Gracias a las espectaculares posibilidades que ofrece internet para la adquisición de conocimientos, los ciudadanos tienen más fácil que nunca verificar los hechos en casi todos los campos. El verdadero reto para el oficio periodístico es transmitir esos hechos a quienes han caído presa de los relatos emocionales y populistas y que, tal vez, ni siquiera están especialmente interesados en aprender la aburrida verdad. Cualquiera que descubra cómo presentar la realidad de forma accesible e interesante, en periódicos sensacionalistas o en Facebook y YouTube, merecerá un Premio Orwell.
También debemos tener claras las responsabilidades públicas de lo que denomino las superpotencias privadas, Google, Facebook y Twitter, consideradas por muchos espacios públicos de propiedad privada, pero que no se limitan a ser el asfalto de nuestra plaza pública global. El algoritmo que actualiza las noticias en Facebook decide qué informaciones van a ver cientos de millones de personas cada día. Es decir, tiene un poder extraordinario. Las investigaciones realizadas por Filippo Menczer, de la Universidad de Indiana, indican que las noticias falsas tienen tantas probabilidades de hacerse virales como las verídicas, de modo que, si el principal criterio del algoritmo es “lo que les gustaría a tus amigos”, entonces no es una herramienta útil para combatir las mentiras.
Hasta hace poco, los gigantes de internet han sido reacios a asumir esta responsabilidad. Han preferido presentarse como intermediarios neutrales, dedicados a ofrecer la mejor “experiencia” a su “comunidad”. Por suerte, eso está empezando a cambiar. Cuando 2016 llegaba a su tembloroso fin, Zuckerberg escribió en Facebook que “somos un nuevo tipo de plataforma para el discurso público, y eso significa que tenemos un nuevo tipo de responsabilidad, la de construir un espacio en el que la gente pueda informarse”. Ahora, los usuarios pueden denunciar una noticia que consideren falsa, y, si un organismo de verificación de datos está de acuerdo, se la etiquetará como problemática. Además, Facebook intentará impedir que las noticias falsas se aprovechen para obtener ingresos publicitarios. Como colofón, Zuckerberg añadió unos vagos compromisos de modificar el sagrado algoritmo para descartar las noticias falsas.
¿Pero cómo podemos comprobar el funcionamiento del algoritmo si el acceso a todos los datos sólo lo tiene Facebook? Tenemos que ser capaces de fiscalizar ese poder —como todos los demás poderes—, y de pedir cuentas, pero también debemos tener cuidado con lo que pedimos: Zuckerberg tiene razón al decir que no podemos exigir a Facebook que sea un “árbitro de la verdad”, pero sí que sea un socio indispensable en la lucha contra la mentira descarada.
Aleccionados por decenios de mentiras totalitarias, manipulaciones políticas y, ahora, el desafío de la posverdad, seguramente no podemos seguir compartiendo la maravillosa seguridad de John Milton, que, a propósito de la Verdad con mayúscula, escribió: “Que peleen ella y la Mentira; quién ha visto jamás que la Verdad salga mal parada en un combate justo y limpio”. Pero sí podemos seguir esforzándonos para que esa pelea efectivamente sea justa y sea limpia.
****
**ACTIVIDAD A:**
Resume el fragmento en dos oraciones.
**ACTIVIDAD B:**
Transcribe del fragmento todo lo que va desde "Aleccionados por decenios" hasta "y sea limpia.".
**ACTIVIDAD C:**
Según el fragmento, ¿qué indican las investigaciones de Filippo Menczer sobre las noticias falsas?

**DATOS LISTADOS:**
****
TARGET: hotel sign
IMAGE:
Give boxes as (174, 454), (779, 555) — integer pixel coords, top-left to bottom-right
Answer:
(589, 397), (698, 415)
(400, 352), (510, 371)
****
**RESPUESTA FINAL A:**
Aunque internet facilita verificar los hechos, el reto del periodismo es transmitirlos a quienes han caído presa de relatos emocionales y populistas, y las superpotencias privadas como Facebook, cuyo algoritmo decide qué informaciones ven cientos de millones de personas, han sido reacias hasta hace poco a asumir su responsabilidad. Zuckerberg ha anunciado medidas contra las noticias falsas, pero hay que poder fiscalizar ese poder y pedirle cuentas para que la pelea entre la verdad y la mentira sea justa y limpia.

**RESPUESTA FINAL B:**
Aleccionados por decenios de mentiras totalitarias, manipulaciones políticas y, ahora, el desafío de la posverdad, seguramente no podemos seguir compartiendo la maravillosa seguridad de John Milton, que, a propósito de la Verdad con mayúscula, escribió: “Que peleen ella y la Mentira; quién ha visto jamás que la Verdad salga mal parada en un combate justo y limpio”. Pero sí podemos seguir esforzándonos para que esa pelea efectivamente sea justa y sea limpia.

**RESPUESTA FINAL C:**
Que las noticias falsas tienen tantas probabilidades de hacerse virales como las verídicas.